-- EXTRACT TO READ follows --

Yes, i do believe they make more money by selling pills to type 2 people. I am picking on Merck only because I dont think they are an honest company. Maybe other companies may have the right intention but I think Merck has just become a Wall Street puppet.

We see that here in our own forums that the money goes to type 2 research mostly and to maximize profits for companies. We talk about how companies are pouring money into type 2 research and comming up with pills and no cures and you and I both know they make a killing in profits. So in the 15 years that I have been in computers I have seen the price of a computer go from 10,000 to 300 dollars but companies cant make a 10 cent test strip. You know they already make a lot of money on test strips because they can and Merck makes a lot of money on drugs because they can and makes Walls Street happy.

check this out

http://emedicine.medscape.com/article/766143-overview

from that article

In 2005, people with diabetes were estimated to account for 7% of the US population, or approximately 20.8 million people.3 Of these 20.8 million people, 14.6 million have a diagnosis of diabetes, and diabetes is undiagnosed in another 6.2 million. Approximately 5-10% have type 1 diabetes, 90-95% have type 2 diabetes, and 1-5% have other types. Additionally, an estimated 54 million people have pre-diabetes.

That is a lot of januvia to be sold to those pre diabetics and type 2 diabetics. I guess they could be on smart insulin also but their issue is insulin resistance so they still would need some pills to deal with that.

I dont trust Merck to do the right thing because of past history

Orleans Metro Real Time News
Merck settles drug pricing lawsuit for $650 million

http://www.nola.com/news/index.ssf/2008/02/merck_settles_drug_pricing_law.html

You also remember Vioxx right, from Merck

(Reuters) - Merck & Co has agreed to make corporate governance changes and create internal committees to address potential safety issues with its products under a proposed settlement of shareholders lawsuits related to its withdrawn Vioxx painkiller.

http://www.reuters.com/article/idUSTRE61937E20100210

I am also biased against Merck for the garbage they made call Januvia. After it ruined my life.

-- EXTRACT TO READ concluded --

▶ _WORK REQUEST 1_
In the forum post criticizing Merck, for what amount did Merck settle the drug pricing lawsuit?
▶ _WORK REQUEST 2_
Pick up the forum post criticizing Merck after its final sentence and keep writing it.

-- DATA TO EXAMINE follows --

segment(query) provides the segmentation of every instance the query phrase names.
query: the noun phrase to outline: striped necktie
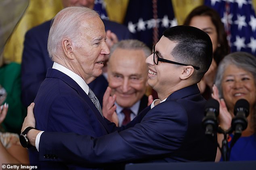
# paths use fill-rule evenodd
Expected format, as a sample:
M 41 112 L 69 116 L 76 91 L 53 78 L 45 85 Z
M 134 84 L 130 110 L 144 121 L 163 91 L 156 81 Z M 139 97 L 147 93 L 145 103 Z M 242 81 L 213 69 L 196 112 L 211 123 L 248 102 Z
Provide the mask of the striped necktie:
M 99 101 L 99 100 L 96 97 L 96 96 L 94 94 L 92 90 L 89 88 L 89 92 L 88 93 L 88 96 L 90 97 L 90 98 L 91 99 L 91 100 L 92 102 L 94 105 L 96 107 L 96 108 L 98 109 L 101 115 L 101 116 L 103 116 L 103 113 L 102 113 L 102 110 L 101 110 L 101 104 L 100 104 L 100 102 Z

-- DATA TO EXAMINE concluded --

▶ _WRITTEN RESPONSE 1_
$650 million.

▶ _WRITTEN RESPONSE 2_
Plus Jenny from the forumn here has done a lot of research on the wonder drug

http://diabetesupdate.blogspot.com/2008/09/more-evidence-connects-januvia-to.html

So i think Merck is up to no good with what they have in their hands. I think they will ruin a good idea and product. I do hope they do something good with it but at this point to me their track record is not the best.

Well to be honest I have not followed Merck and their past. In regard to Smart Insulin my guess is it would be the same effective for type 2’s and chances are without the type 2 population Merck would likely have had no interest in it being the type 1 population is small in comparison. I am sure Dr Zion was aware of Mercks history before they finalized the deal and highly doubt he would have sold out to a company he felt would destroy or shelve his hard work. He’s been paid off big time but I am sure he’d love nothing more then to see his Insulin become reality. If you don’t already know he apparently has a cousin with Type 1 and I think a family member with type 2. FWIW their is another company out in Texas called Cense Bio-sciences that is working on a similar formulation called Briodurance so I think Smart Insulin will have competition even though they will likely be the first… Here is the link



http://money.cnn.com/galleries/2008/fsb/0804/gallery.rice_b_plan_co…

Reeasoning behind the way I am thinking: (1) Merck paid 500 million, approx.; (2) Merck does not manufacture any fast acting insulin; (3) Merck will, essentially, corner the whole market, for Type 1s anyway. In other words, why would they sell out? If the insulin works as touted, and if it is offered at an affordable price, they may soon have a monopoly. Who is going to bother with Lantus, Levimir, Novolog or Humalog if it works?